**Provided information:**
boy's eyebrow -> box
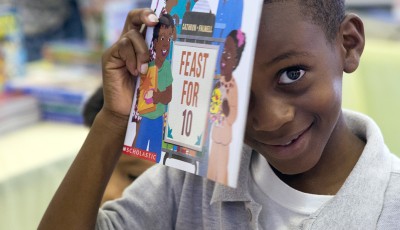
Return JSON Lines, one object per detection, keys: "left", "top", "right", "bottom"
{"left": 266, "top": 50, "right": 314, "bottom": 66}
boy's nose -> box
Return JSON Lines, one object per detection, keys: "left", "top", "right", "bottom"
{"left": 249, "top": 93, "right": 295, "bottom": 132}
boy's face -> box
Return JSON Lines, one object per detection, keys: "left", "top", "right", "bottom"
{"left": 245, "top": 2, "right": 344, "bottom": 174}
{"left": 101, "top": 154, "right": 155, "bottom": 205}
{"left": 154, "top": 25, "right": 173, "bottom": 64}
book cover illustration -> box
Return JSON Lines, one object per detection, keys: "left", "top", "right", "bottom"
{"left": 122, "top": 0, "right": 263, "bottom": 187}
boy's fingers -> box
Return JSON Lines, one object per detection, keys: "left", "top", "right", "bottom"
{"left": 106, "top": 29, "right": 150, "bottom": 76}
{"left": 124, "top": 29, "right": 150, "bottom": 74}
{"left": 122, "top": 8, "right": 158, "bottom": 36}
{"left": 140, "top": 24, "right": 147, "bottom": 36}
{"left": 115, "top": 36, "right": 138, "bottom": 76}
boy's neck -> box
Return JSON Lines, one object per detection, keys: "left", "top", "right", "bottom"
{"left": 273, "top": 113, "right": 365, "bottom": 195}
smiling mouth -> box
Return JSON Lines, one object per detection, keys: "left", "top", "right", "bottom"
{"left": 280, "top": 134, "right": 302, "bottom": 146}
{"left": 269, "top": 122, "right": 313, "bottom": 147}
{"left": 162, "top": 49, "right": 167, "bottom": 56}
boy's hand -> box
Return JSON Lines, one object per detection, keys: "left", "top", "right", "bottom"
{"left": 101, "top": 9, "right": 158, "bottom": 119}
{"left": 38, "top": 9, "right": 160, "bottom": 230}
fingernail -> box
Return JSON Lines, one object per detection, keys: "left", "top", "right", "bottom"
{"left": 148, "top": 14, "right": 159, "bottom": 23}
{"left": 140, "top": 63, "right": 148, "bottom": 74}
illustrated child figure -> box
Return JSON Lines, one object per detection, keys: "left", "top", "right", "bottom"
{"left": 213, "top": 0, "right": 243, "bottom": 76}
{"left": 135, "top": 13, "right": 175, "bottom": 163}
{"left": 208, "top": 29, "right": 246, "bottom": 184}
{"left": 151, "top": 0, "right": 180, "bottom": 61}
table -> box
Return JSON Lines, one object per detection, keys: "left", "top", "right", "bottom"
{"left": 0, "top": 122, "right": 88, "bottom": 230}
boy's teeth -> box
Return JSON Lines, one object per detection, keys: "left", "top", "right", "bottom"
{"left": 282, "top": 134, "right": 300, "bottom": 146}
{"left": 283, "top": 140, "right": 293, "bottom": 146}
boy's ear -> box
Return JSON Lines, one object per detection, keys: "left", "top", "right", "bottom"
{"left": 340, "top": 14, "right": 365, "bottom": 73}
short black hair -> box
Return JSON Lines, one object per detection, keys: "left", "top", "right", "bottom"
{"left": 152, "top": 13, "right": 175, "bottom": 42}
{"left": 264, "top": 0, "right": 345, "bottom": 42}
{"left": 83, "top": 87, "right": 104, "bottom": 127}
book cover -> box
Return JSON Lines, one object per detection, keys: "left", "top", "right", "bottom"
{"left": 122, "top": 0, "right": 263, "bottom": 187}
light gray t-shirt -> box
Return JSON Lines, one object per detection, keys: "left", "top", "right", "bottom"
{"left": 97, "top": 110, "right": 400, "bottom": 229}
{"left": 248, "top": 152, "right": 333, "bottom": 229}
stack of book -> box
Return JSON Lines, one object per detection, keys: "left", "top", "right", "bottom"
{"left": 5, "top": 62, "right": 101, "bottom": 124}
{"left": 42, "top": 40, "right": 102, "bottom": 69}
{"left": 0, "top": 92, "right": 40, "bottom": 135}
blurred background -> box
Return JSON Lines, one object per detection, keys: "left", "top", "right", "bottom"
{"left": 0, "top": 0, "right": 399, "bottom": 229}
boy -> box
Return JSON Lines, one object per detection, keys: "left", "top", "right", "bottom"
{"left": 39, "top": 1, "right": 400, "bottom": 229}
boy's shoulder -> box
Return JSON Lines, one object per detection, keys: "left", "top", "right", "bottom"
{"left": 383, "top": 154, "right": 400, "bottom": 196}
{"left": 386, "top": 154, "right": 400, "bottom": 196}
{"left": 377, "top": 154, "right": 400, "bottom": 228}
{"left": 390, "top": 153, "right": 400, "bottom": 174}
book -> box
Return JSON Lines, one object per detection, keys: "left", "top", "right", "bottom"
{"left": 0, "top": 5, "right": 26, "bottom": 92}
{"left": 0, "top": 92, "right": 40, "bottom": 135}
{"left": 122, "top": 0, "right": 264, "bottom": 187}
{"left": 42, "top": 40, "right": 102, "bottom": 69}
{"left": 5, "top": 61, "right": 101, "bottom": 124}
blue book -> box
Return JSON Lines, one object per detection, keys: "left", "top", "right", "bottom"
{"left": 42, "top": 111, "right": 84, "bottom": 124}
{"left": 5, "top": 84, "right": 87, "bottom": 104}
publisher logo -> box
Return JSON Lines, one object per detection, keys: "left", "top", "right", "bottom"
{"left": 122, "top": 145, "right": 157, "bottom": 162}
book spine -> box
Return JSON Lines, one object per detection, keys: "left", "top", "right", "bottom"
{"left": 4, "top": 85, "right": 88, "bottom": 104}
{"left": 40, "top": 102, "right": 82, "bottom": 115}
{"left": 0, "top": 110, "right": 41, "bottom": 135}
{"left": 41, "top": 111, "right": 83, "bottom": 124}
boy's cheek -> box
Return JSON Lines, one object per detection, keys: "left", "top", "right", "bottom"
{"left": 243, "top": 127, "right": 256, "bottom": 147}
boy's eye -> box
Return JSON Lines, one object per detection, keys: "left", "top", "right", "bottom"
{"left": 160, "top": 36, "right": 165, "bottom": 41}
{"left": 278, "top": 68, "right": 305, "bottom": 84}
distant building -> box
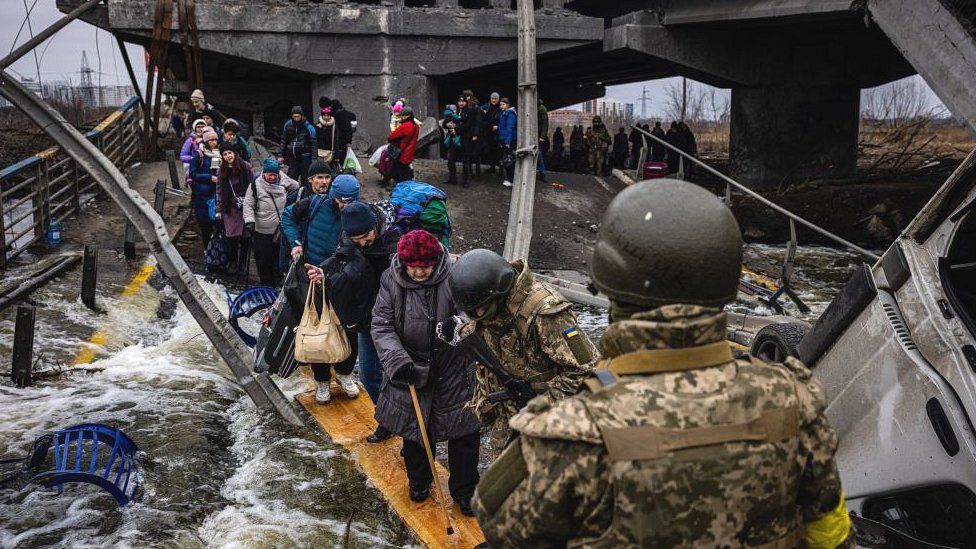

**Problem statement:** Please retype the listing in full, exactly as given, and skip every image.

**Result for this exercise:**
boy's eyebrow -> box
Return JSON Lines, one object per detection, keys: "left", "top", "right", "bottom"
{"left": 266, "top": 50, "right": 314, "bottom": 66}
boy's nose -> box
Return JSON Lines, one object per detection, keys: "left", "top", "right", "bottom"
{"left": 249, "top": 93, "right": 295, "bottom": 132}
boy's face -> box
Return JSON Lines, one object per detection, keys: "left", "top", "right", "bottom"
{"left": 245, "top": 2, "right": 344, "bottom": 174}
{"left": 101, "top": 154, "right": 155, "bottom": 205}
{"left": 154, "top": 25, "right": 173, "bottom": 64}
book cover illustration -> box
Return JSON Lines, one object per detection, keys: "left", "top", "right", "bottom"
{"left": 122, "top": 0, "right": 263, "bottom": 187}
boy's fingers -> box
Return JSON Lines, one object per detection, keys: "left", "top", "right", "bottom"
{"left": 106, "top": 29, "right": 150, "bottom": 76}
{"left": 124, "top": 29, "right": 150, "bottom": 74}
{"left": 122, "top": 8, "right": 158, "bottom": 36}
{"left": 140, "top": 24, "right": 147, "bottom": 36}
{"left": 115, "top": 36, "right": 138, "bottom": 76}
boy's neck -> box
Return JSON Lines, one object per detection, keys: "left", "top", "right", "bottom"
{"left": 273, "top": 113, "right": 365, "bottom": 195}
smiling mouth -> box
Return JSON Lines, one object per detection, keys: "left", "top", "right", "bottom"
{"left": 280, "top": 134, "right": 302, "bottom": 146}
{"left": 269, "top": 122, "right": 313, "bottom": 147}
{"left": 162, "top": 49, "right": 167, "bottom": 56}
boy's hand -> box
Return JSON Lines, one object per detection, keys: "left", "top", "right", "bottom"
{"left": 101, "top": 9, "right": 158, "bottom": 119}
{"left": 38, "top": 9, "right": 160, "bottom": 230}
fingernail -> box
Return JSON Lines, one object per detection, keys: "left", "top", "right", "bottom"
{"left": 148, "top": 14, "right": 159, "bottom": 23}
{"left": 140, "top": 63, "right": 148, "bottom": 74}
illustrated child figure -> box
Return JSON Lines, one object per detection, keys: "left", "top", "right", "bottom"
{"left": 213, "top": 0, "right": 243, "bottom": 76}
{"left": 135, "top": 13, "right": 175, "bottom": 163}
{"left": 208, "top": 29, "right": 246, "bottom": 184}
{"left": 151, "top": 0, "right": 180, "bottom": 61}
table -> box
Return JSON Lines, one object per detection, keys: "left", "top", "right", "bottom"
{"left": 0, "top": 122, "right": 88, "bottom": 230}
boy's teeth -> box
Return JSON Lines, one object per detection, keys: "left", "top", "right", "bottom"
{"left": 282, "top": 134, "right": 300, "bottom": 146}
{"left": 283, "top": 140, "right": 293, "bottom": 146}
boy's ear -> box
Return JSON Lines, one object per detection, keys: "left", "top", "right", "bottom"
{"left": 340, "top": 14, "right": 365, "bottom": 73}
short black hair -> box
Return JSON Lines, one object per detection, keys: "left", "top", "right", "bottom"
{"left": 152, "top": 13, "right": 175, "bottom": 42}
{"left": 264, "top": 0, "right": 345, "bottom": 42}
{"left": 83, "top": 87, "right": 104, "bottom": 127}
book cover -> box
Return JSON Lines, one object per detection, keys: "left", "top", "right", "bottom"
{"left": 122, "top": 0, "right": 263, "bottom": 187}
light gray t-shirt -> box
Return JSON Lines, one object per detection, keys: "left", "top", "right", "bottom"
{"left": 97, "top": 110, "right": 400, "bottom": 229}
{"left": 248, "top": 152, "right": 333, "bottom": 229}
stack of book -> box
Return JSON Lines, one object per detection, keys: "left", "top", "right", "bottom"
{"left": 5, "top": 62, "right": 101, "bottom": 124}
{"left": 42, "top": 40, "right": 102, "bottom": 69}
{"left": 0, "top": 92, "right": 40, "bottom": 135}
blurred background -> box
Return JSON Lines, one object per detection, keys: "left", "top", "right", "bottom"
{"left": 0, "top": 0, "right": 399, "bottom": 229}
boy -> box
Return JSON Lines, one object per detection, keys: "left", "top", "right", "bottom"
{"left": 39, "top": 1, "right": 400, "bottom": 229}
boy's shoulder -> box
Return JSON Lines, one object per detection, keys: "left", "top", "right", "bottom"
{"left": 383, "top": 154, "right": 400, "bottom": 196}
{"left": 386, "top": 154, "right": 400, "bottom": 196}
{"left": 377, "top": 154, "right": 400, "bottom": 228}
{"left": 390, "top": 153, "right": 400, "bottom": 174}
book -> box
Return JSON Lines, one object per detection, keys: "left", "top", "right", "bottom"
{"left": 0, "top": 5, "right": 26, "bottom": 92}
{"left": 0, "top": 92, "right": 40, "bottom": 135}
{"left": 122, "top": 0, "right": 264, "bottom": 187}
{"left": 42, "top": 40, "right": 102, "bottom": 69}
{"left": 5, "top": 61, "right": 101, "bottom": 124}
blue book -> box
Return JSON Lines, one object per detection, keys: "left", "top", "right", "bottom"
{"left": 42, "top": 111, "right": 84, "bottom": 124}
{"left": 5, "top": 84, "right": 87, "bottom": 104}
publisher logo -> box
Return JSON Lines, one object per detection, keys: "left", "top", "right", "bottom"
{"left": 122, "top": 145, "right": 157, "bottom": 162}
book spine -> box
Return JSON Lines, one object per detection, keys: "left", "top", "right", "bottom"
{"left": 4, "top": 85, "right": 88, "bottom": 104}
{"left": 40, "top": 102, "right": 82, "bottom": 115}
{"left": 0, "top": 110, "right": 41, "bottom": 135}
{"left": 41, "top": 111, "right": 83, "bottom": 124}
boy's cheek -> box
Return JSON Lines, one object per detection, keys: "left", "top", "right", "bottom"
{"left": 243, "top": 127, "right": 256, "bottom": 147}
boy's eye -> box
Return JSON Lines, one object per detection, keys: "left", "top", "right", "bottom"
{"left": 160, "top": 36, "right": 165, "bottom": 41}
{"left": 278, "top": 68, "right": 305, "bottom": 84}
distant building -> box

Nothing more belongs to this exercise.